* **Data records**
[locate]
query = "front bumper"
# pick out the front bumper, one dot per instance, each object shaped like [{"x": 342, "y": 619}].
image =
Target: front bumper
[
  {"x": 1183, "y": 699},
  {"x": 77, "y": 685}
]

* **Stated exercise**
Write the lines out again, swapping "front bumper" for "rear bumper" everywhere it appears and leaving everything else unchanged.

* **Solution to the exercise**
[locate]
query = "rear bumper"
# pick out the rear bumper, one dot per instance, each object shaped like [{"x": 342, "y": 619}].
image =
Target: rear bumper
[
  {"x": 1183, "y": 699},
  {"x": 77, "y": 685}
]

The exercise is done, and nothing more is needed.